## EXERCISES
[a] Translate this sentence from the commentary on George Bush's leadership into Spanish: "Crises cause confidence in our leaders to rise or fall."
[b] Resume the commentary on George Bush's leadership, picking up after its final sentence.

====== DOCUMENT EXCERPT

It's a famous cartoon setup: Aliens descend from a space ship, walk up to a human, and demand, "Take me to your leader." If aliens actually did land in Washington D.C., they'd probably be taken to meet George Bush. After all, he's the nominally elected president of the United States. Ah, but is he our leader?

No. Most of us believe that President Bush has failed as a leader. That's the crux of the problem facing the United States as we gaze into the eye of the Middle East maelstrom: There's civil war in Iraq; Israel is rampaging in Gaza and Lebanon; Iran grows more belligerent by the hour and seems determined to have nuclear weapons; India and Pakistan are at each other's throats; and George Bush cannot be counted upon to guide us through this tempest

Management theory teaches there are two types of leaders: one is a person who occupies a position of authority and the other is a someone who people go to for counsel because of his or her wise decision making. This theory argues that people want to respect their elected officials; that we gain or lose confidence in our leaders based upon two traits: trust and communication. As president, George Bush occupies a position of authority, but he has lost favor with Americans because he has proven to be an unwise decision-maker, untrustworthy public servant, and unreliable communicator.

Crises cause confidence in our leaders to rise or fall. George Bush has faced four crises during his presidency: The first was 9/11. Bush started out well but then made a series of bad decisions: He failed to unite the nation in common cause, to learn from the mistakes made before 9/11, and to destroy Al Qaeda. The second crisis was Iraq. Whatever we may think of Bush's stated reason for the invasion, he might have saved the situation with a carefully conceived plan for the occupation, but he didn't. The third crisis was Hurricane Katrina. Bush failed because he first refused to act beforehand and then had no comprehensive plan for recovery.

Now America finds itself in the fourth crisis of the Bush administration: For a variety of reasons, some centuries old, but many the result of bad decisions by this White House, the Middle East is spiraling out of control. Once again, the key requirement is leadership. Only America can restrain Israel. Only the United States can prevent Iraq from total collapse. Only American can initiate meaningful dialogue with Syria and Iran. And only the United States can mediate the confrontation between India and Pakistan.

============
====== INFORMATION SHOWN

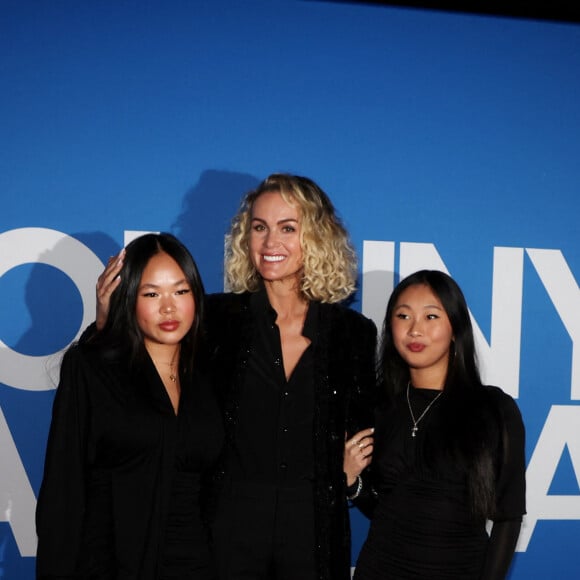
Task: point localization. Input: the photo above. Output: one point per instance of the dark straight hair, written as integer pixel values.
(469, 428)
(121, 333)
(463, 369)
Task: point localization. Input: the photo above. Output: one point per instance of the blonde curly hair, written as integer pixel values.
(330, 266)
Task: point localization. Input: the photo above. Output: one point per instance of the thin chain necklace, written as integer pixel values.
(171, 364)
(414, 429)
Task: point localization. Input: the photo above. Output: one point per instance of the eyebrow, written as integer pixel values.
(149, 285)
(282, 221)
(424, 307)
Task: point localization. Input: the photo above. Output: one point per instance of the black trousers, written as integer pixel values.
(265, 532)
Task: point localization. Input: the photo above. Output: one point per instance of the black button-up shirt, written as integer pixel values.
(274, 438)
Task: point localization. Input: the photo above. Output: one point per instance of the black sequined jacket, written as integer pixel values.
(345, 391)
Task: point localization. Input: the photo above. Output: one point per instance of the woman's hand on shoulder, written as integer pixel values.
(358, 451)
(107, 283)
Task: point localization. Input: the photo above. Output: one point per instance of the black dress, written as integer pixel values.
(120, 497)
(422, 526)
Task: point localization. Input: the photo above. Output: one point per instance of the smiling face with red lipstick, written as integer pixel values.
(422, 335)
(165, 308)
(275, 247)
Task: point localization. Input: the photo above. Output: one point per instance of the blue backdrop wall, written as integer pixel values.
(448, 141)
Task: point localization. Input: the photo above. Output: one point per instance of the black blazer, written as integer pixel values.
(116, 427)
(345, 393)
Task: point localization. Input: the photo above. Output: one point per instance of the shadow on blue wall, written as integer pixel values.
(208, 208)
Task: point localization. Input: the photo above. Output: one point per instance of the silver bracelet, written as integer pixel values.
(358, 489)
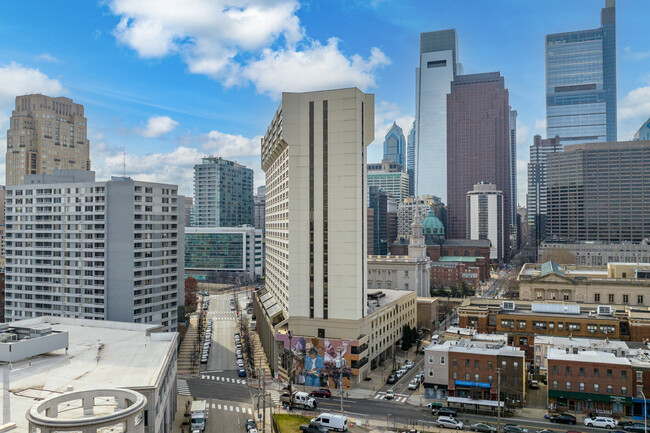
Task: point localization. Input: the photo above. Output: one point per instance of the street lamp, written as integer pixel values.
(290, 360)
(645, 413)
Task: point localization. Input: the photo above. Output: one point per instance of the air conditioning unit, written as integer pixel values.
(604, 310)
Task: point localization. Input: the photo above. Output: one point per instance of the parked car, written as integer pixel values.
(600, 421)
(312, 428)
(323, 392)
(444, 411)
(482, 427)
(563, 418)
(636, 428)
(449, 422)
(514, 429)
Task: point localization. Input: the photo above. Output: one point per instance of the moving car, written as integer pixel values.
(563, 418)
(482, 427)
(449, 422)
(323, 392)
(600, 421)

============

## REPLIES
[a] Las crisis hacen que la confianza en nuestros líderes aumente o disminuya.

[b]
But based on his past performance, we cannot expect George Bush to provide the leadership that these critical times require. He has proven incapable of the bold steps that these crises demand. As the Middle East deteriorates, Bush will remain a passive observer; our Nero content to fiddle while Rome burns.

Given the extremity of this crisis, and the dreadful track record of the president, it's important to ask who else can provide this leadership? Certainly no one else in the administration. It's useless to pin our hopes on the likes of Don Rumsfeld and Condoleezza Rice. The Republican "leadership" on Capitol Hill seems similarly impaired; a number of terms are used to describe Bill Frist and Dennis Hastert, but "respected leader" isn't one of them.

That leaves the Democrats. At the moment, there are five front runners for the 2008 Democratic presidential nomination: Hillary Clinton, John Kerry, John Edwards, Evan Bayh, and Mark Warner. None of them stands out as someone able to provide the leadership needed in the Middle East.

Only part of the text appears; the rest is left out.